» **Items**:
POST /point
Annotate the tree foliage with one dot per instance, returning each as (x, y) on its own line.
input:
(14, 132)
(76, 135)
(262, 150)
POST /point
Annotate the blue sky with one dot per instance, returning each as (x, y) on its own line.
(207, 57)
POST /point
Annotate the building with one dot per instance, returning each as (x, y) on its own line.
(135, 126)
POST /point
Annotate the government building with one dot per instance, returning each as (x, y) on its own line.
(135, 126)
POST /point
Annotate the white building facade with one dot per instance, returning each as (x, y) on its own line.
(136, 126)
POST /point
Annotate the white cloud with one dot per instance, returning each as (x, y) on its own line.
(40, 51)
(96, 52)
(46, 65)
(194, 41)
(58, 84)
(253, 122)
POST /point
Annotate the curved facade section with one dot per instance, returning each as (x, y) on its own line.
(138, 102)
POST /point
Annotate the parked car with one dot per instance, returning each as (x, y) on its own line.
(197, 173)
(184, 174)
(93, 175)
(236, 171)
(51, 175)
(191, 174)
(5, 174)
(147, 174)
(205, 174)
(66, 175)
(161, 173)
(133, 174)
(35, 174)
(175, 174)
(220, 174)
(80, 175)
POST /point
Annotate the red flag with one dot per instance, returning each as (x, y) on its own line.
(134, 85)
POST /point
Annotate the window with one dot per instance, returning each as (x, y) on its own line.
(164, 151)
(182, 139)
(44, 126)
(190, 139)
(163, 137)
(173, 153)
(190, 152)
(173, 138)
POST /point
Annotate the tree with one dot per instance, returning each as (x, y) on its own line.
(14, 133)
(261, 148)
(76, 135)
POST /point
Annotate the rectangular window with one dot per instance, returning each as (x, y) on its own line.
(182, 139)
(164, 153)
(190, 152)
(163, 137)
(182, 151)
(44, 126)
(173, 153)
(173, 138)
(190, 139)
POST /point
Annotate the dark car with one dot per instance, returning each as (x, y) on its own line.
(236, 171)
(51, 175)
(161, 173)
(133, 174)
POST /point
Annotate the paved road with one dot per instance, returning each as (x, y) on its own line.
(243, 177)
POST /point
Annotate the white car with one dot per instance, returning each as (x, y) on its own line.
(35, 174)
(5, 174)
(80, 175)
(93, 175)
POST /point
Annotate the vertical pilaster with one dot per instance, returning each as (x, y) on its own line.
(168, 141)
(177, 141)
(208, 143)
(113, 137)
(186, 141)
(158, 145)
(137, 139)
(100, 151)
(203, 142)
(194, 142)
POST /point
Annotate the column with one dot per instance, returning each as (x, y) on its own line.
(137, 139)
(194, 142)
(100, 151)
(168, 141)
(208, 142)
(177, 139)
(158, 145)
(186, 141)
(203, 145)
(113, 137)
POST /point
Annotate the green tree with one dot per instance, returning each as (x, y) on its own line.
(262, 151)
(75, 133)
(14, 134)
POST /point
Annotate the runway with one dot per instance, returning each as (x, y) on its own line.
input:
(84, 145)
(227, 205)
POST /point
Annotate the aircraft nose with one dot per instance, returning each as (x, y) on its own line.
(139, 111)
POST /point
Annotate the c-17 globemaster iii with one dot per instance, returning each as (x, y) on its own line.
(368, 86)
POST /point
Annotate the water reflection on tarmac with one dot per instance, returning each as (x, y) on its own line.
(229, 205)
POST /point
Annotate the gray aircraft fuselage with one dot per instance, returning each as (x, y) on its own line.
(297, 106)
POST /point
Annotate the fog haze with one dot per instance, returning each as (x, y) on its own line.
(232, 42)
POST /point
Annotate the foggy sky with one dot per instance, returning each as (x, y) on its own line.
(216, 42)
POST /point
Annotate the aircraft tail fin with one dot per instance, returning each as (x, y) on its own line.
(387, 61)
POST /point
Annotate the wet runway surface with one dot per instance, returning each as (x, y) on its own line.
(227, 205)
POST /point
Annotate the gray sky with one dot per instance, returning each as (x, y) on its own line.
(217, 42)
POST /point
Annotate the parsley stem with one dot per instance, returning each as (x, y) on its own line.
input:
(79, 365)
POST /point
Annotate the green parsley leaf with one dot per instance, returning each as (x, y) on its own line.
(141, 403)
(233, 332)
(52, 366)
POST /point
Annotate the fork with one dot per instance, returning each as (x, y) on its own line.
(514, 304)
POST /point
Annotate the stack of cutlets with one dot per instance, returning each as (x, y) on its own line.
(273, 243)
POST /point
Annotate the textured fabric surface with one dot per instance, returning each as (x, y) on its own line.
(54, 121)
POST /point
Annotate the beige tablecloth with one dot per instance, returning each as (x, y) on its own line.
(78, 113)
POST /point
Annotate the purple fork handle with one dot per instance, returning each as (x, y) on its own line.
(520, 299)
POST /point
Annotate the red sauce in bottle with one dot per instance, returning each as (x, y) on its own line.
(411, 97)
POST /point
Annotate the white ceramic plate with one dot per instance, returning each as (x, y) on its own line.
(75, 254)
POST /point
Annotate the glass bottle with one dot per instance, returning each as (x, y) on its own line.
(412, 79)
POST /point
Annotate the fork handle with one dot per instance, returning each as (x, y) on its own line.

» **Work required**: Transcribe every line of the data, exactly as it stands.

» **Result**:
POST /point
Annotate the tree foliage with one dot per instance, returning each as (x, y) on its own line.
input:
(14, 132)
(76, 135)
(262, 150)
POST /point
Annotate the blue sky with one dot per instance, returning each as (x, y) on its own line.
(207, 57)
POST /point
Annotate the building with one dot per instance, returning each as (x, y) on its own line.
(135, 126)
POST /point
Annotate the government building with one dot per instance, returning each as (x, y) on its own line.
(135, 126)
POST /point
Annotate the white building facade with one dot per instance, returning each as (x, y) on its own line.
(136, 126)
POST /point
Annotate the white cloud with one dot per instance, returning each as (x, y) on its own line.
(40, 51)
(96, 52)
(46, 65)
(194, 41)
(58, 84)
(253, 122)
POST /point
Annotate the curved facade section with one dot per instance, returning each as (x, y) on its own line.
(138, 102)
POST /point
Annotate the parked car with one dot per instance, returning each as (x, y) on its own line.
(197, 173)
(184, 174)
(93, 175)
(236, 171)
(51, 175)
(191, 174)
(5, 174)
(147, 174)
(205, 174)
(66, 175)
(161, 173)
(133, 174)
(35, 174)
(175, 174)
(220, 174)
(80, 175)
POST /point
Annotate the red flag with one dot per instance, returning each as (x, y) on its own line.
(134, 85)
POST /point
Annotate the window with one dot per instance, returning each as (x, y) on its own line.
(164, 151)
(182, 139)
(44, 126)
(190, 139)
(163, 137)
(173, 153)
(190, 152)
(173, 138)
POST /point
Annotate the tree with one dot per instance, returning each as (x, y) on its own line.
(14, 133)
(261, 148)
(76, 135)
POST /point
Annotate the rectangular window with one dot per instance, returning each as (x, y) on its own line.
(182, 139)
(164, 153)
(190, 152)
(163, 137)
(182, 151)
(44, 126)
(173, 153)
(173, 138)
(190, 139)
POST /point
Annotate the dark car with one dot per instance, returning each as (x, y) on its own line.
(236, 171)
(51, 175)
(161, 173)
(133, 174)
POST /point
Annotate the paved road with one dot per instance, returning each as (x, y) on its own line.
(243, 177)
POST /point
Annotate the white car with one dot per instance, returning each as (x, y) on its own line.
(35, 174)
(5, 174)
(80, 175)
(93, 175)
POST /point
Annotate the vertical pilaster with one dot per instance, returning each as (x, y) on its own line.
(168, 141)
(177, 141)
(208, 143)
(113, 137)
(186, 141)
(158, 145)
(137, 139)
(100, 151)
(203, 142)
(194, 142)
POST /point
Annotate the column with one dot per instance, returning each as (x, y) on its own line.
(137, 139)
(194, 142)
(100, 151)
(168, 141)
(208, 142)
(177, 139)
(158, 145)
(186, 141)
(203, 145)
(113, 137)
POST /point
Annotate the green tree with one dot per instance, returning each as (x, y) on its own line.
(262, 151)
(75, 133)
(14, 134)
POST /point
Annotate the runway with one dot per instance, returning each as (x, y) on its own line.
input:
(84, 145)
(227, 205)
POST /point
Annotate the aircraft nose with one dot per instance, returning each as (x, y) on its own line.
(139, 111)
POST /point
Annotate the c-17 globemaster iii with one dot per instance, returning each as (x, y) on its own line.
(368, 86)
POST /point
Annotate the water reflection on tarmac with one dot per instance, returning each as (x, y) on its own line.
(229, 205)
POST /point
Annotate the gray aircraft fuselage with one dot per instance, returning each as (x, y) on its own line.
(297, 106)
POST /point
Annotate the fog haze with one dot per instance, returning each as (x, y) on its own line.
(232, 42)
POST /point
Annotate the foggy sky with one dot per instance, returning each as (x, y) on its own line.
(216, 42)
POST /point
Annotate the aircraft tail fin with one dot per instance, returning each as (x, y) on its own line.
(387, 61)
POST /point
Annotate the wet runway surface with one dot per instance, returning each as (x, y) on its own line.
(227, 205)
POST /point
Annotate the gray sky with one dot per instance, returning each as (x, y) on its own line.
(217, 42)
POST /point
Annotate the parsley stem with one dot per instance, returning each as (x, y) on its own line.
input:
(79, 365)
POST /point
Annotate the green parsley leaf with one dot per instance, returning each as (x, y) on its own line.
(141, 403)
(233, 332)
(52, 366)
POST /point
Annotate the fork with one dot per instance, returning each as (x, y) on its own line.
(514, 304)
POST /point
Annotate the stack of cutlets with one dot per instance, returning each as (x, y) on its own line.
(273, 243)
POST /point
Annotate the textured fabric surface with one dot per instance, returning each as (x, y) on its own line.
(54, 121)
POST /point
Annotate the beige tablecloth with one dot per instance, returning each as (x, y) on its own line.
(78, 113)
POST /point
Annotate the purple fork handle with one dot per instance, returning each as (x, y) on its own line.
(520, 299)
POST /point
Annotate the red sauce in bottle with one dot per instance, returning each as (x, y) on its own line.
(411, 97)
POST /point
Annotate the white ceramic plate with one dot per instance, returning each as (x, y) on its own line.
(75, 254)
POST /point
Annotate the glass bottle with one dot per instance, returning each as (x, y) on its own line.
(412, 79)
POST /point
Annotate the fork handle with one dot per instance, returning each as (x, y) on its own line.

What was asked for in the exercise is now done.